▶ **Eisen opdracht**
Zet de onderstaande gegevens om in een JSON-lijst met strings, met voor elke regel één string. Laat lege regels weg.

▶ **Geselecteerde gegevens**
★ ★ ★ ★ ★ ★ ★
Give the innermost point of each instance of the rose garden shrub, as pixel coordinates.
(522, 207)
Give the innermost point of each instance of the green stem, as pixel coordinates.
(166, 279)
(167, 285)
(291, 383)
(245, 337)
★ ★ ★ ★ ★ ★ ★
▶ **Resultaat**
[
  "Give the innermost point of each instance of the rose garden shrub, as pixel coordinates.",
  "(522, 207)",
  "Give the innermost point of each instance of the green stem, as pixel coordinates.",
  "(166, 279)",
  "(167, 285)",
  "(291, 383)",
  "(245, 337)"
]